(ENTRIES SUPPLIED)
Segment Open

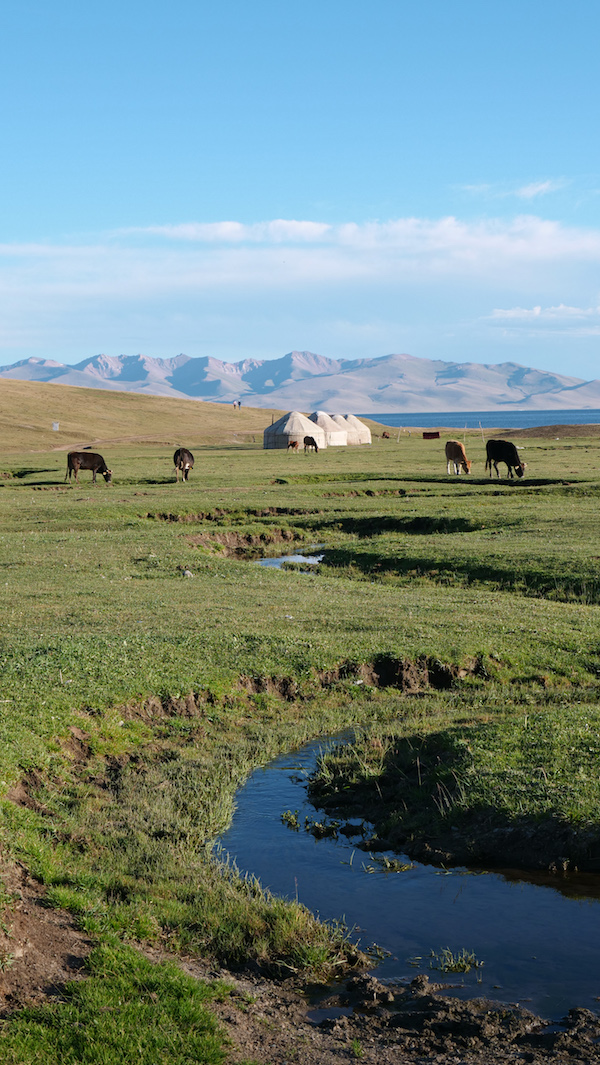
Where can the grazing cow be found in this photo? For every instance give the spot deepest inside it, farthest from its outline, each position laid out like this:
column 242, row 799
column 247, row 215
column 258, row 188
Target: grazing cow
column 87, row 460
column 182, row 460
column 456, row 457
column 503, row 451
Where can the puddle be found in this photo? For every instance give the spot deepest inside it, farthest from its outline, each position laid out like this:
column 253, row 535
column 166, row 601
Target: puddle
column 538, row 937
column 333, row 1013
column 307, row 558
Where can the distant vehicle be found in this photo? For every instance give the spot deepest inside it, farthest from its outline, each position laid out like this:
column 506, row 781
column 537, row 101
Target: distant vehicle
column 87, row 460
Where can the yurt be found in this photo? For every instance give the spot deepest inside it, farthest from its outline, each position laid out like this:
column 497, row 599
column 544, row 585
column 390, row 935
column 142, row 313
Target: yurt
column 352, row 435
column 335, row 435
column 291, row 429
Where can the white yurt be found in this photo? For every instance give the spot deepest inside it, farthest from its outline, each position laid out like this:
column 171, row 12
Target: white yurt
column 335, row 435
column 362, row 431
column 292, row 428
column 357, row 431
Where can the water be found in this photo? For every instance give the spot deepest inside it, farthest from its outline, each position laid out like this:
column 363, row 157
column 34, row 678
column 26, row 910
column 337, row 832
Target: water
column 277, row 562
column 489, row 419
column 539, row 938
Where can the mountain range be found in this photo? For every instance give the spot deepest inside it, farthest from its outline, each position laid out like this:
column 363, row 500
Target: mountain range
column 302, row 380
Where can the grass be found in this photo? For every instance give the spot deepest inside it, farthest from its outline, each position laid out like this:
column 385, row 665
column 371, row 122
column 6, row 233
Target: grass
column 459, row 961
column 134, row 701
column 127, row 1010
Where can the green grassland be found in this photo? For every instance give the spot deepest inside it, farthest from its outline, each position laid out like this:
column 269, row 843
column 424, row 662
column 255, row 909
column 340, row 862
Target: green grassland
column 454, row 622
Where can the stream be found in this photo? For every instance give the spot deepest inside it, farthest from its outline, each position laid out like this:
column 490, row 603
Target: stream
column 538, row 936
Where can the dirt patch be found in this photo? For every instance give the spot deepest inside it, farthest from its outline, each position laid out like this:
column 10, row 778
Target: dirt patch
column 388, row 1025
column 269, row 1021
column 243, row 544
column 39, row 947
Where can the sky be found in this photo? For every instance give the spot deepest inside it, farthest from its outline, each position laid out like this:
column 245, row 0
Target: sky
column 345, row 177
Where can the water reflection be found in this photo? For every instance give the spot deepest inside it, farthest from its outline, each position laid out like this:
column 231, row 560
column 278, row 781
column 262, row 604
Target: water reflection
column 538, row 937
column 306, row 557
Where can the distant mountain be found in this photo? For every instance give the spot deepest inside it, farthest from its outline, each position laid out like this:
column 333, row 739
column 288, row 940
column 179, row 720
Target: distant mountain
column 302, row 380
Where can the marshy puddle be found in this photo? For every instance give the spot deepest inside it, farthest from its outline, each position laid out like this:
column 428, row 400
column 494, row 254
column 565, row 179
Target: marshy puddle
column 538, row 937
column 306, row 557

Segment Closed

(ASSIGNMENT) Each of the records above needs to be transcribed exactly, apart from its pictures.

(RESULT BELOW)
Where can the grazing cow be found in this photo? For every instance give the spot deepest inside it, farthest from its outline, each position laid out like this:
column 242, row 799
column 247, row 215
column 258, row 188
Target: grazing cow
column 87, row 460
column 182, row 460
column 456, row 457
column 503, row 451
Where can the puddle be found in this photo? For every instance give the spot deepest inside it, farthest from its outline, each position laid out like this:
column 253, row 535
column 166, row 601
Target: puddle
column 538, row 937
column 333, row 1013
column 307, row 558
Where can the distant vehicle be found in this photo? For every instance give the spot deepest inside it, farthest from its outline, each position laid out like this:
column 506, row 781
column 537, row 101
Target: distant vehicle
column 87, row 460
Where can the yurt be found in this photo? For every instance give the spot deepest inside it, farthest from its outline, each position laid out like this:
column 497, row 599
column 544, row 585
column 390, row 935
column 142, row 313
Target: yurt
column 352, row 435
column 335, row 435
column 291, row 429
Where can the white yurt be found in this photo? For every instance give the spot deepest inside it, farthest from its outline, each position laid out like this:
column 171, row 12
Target: white yurt
column 335, row 435
column 362, row 431
column 292, row 428
column 357, row 431
Where can the water be found in this photo? For every instance give the spot deepest inside it, farthest from its outline, each position laid out like this:
column 363, row 157
column 34, row 678
column 26, row 910
column 337, row 832
Target: water
column 277, row 562
column 489, row 419
column 539, row 938
Where can the mountain range be found in this photo? For every instance give the spot deepest inside it, farthest from its outline, each position laid out like this:
column 363, row 500
Target: mountain range
column 302, row 380
Where can the grass be found in this photo? For every instance give the spot deepest inside it, farthest from its outline, each position laid out like this:
column 385, row 665
column 371, row 122
column 6, row 233
Target: grass
column 459, row 961
column 134, row 701
column 127, row 1010
Where can the green grassland be found in this photo? For every instance give the spot deepest inside it, farthest from its outline, each position laid out like this:
column 269, row 843
column 424, row 662
column 255, row 909
column 340, row 862
Target: green grassland
column 454, row 622
Where can the stream be found in this photo? For every instance give the spot deepest inside it, farthest from its outline, each position laid out like this:
column 490, row 603
Target: stream
column 538, row 936
Where can the dirt patch be found in this photo? For every instance give the spot deepest inside it, farthest from its outline, each position laid out like this:
column 10, row 778
Target: dirt patch
column 388, row 1025
column 269, row 1021
column 243, row 544
column 39, row 947
Where can the sky be found in this photo? For every instance give the spot deepest inside it, farthest from its outline, each position laid out like this:
column 245, row 0
Target: sky
column 345, row 177
Where can the water reflection be found in this photo? For every instance give the spot deepest inside it, farthest from its outline, each position laid out like this:
column 231, row 560
column 278, row 781
column 262, row 604
Target: water reflection
column 538, row 937
column 306, row 557
Where can the distant mountain be found in this photo? For every instance give the spot deepest inside it, farthest from its outline, each position laid out like this:
column 333, row 739
column 288, row 940
column 179, row 720
Target: distant mountain
column 302, row 380
Where can the marshy puddle be found in this photo? For every instance give the spot deepest inside it, farthest from its outline, each position laid out like this:
column 428, row 400
column 494, row 254
column 565, row 179
Target: marshy puddle
column 538, row 937
column 306, row 557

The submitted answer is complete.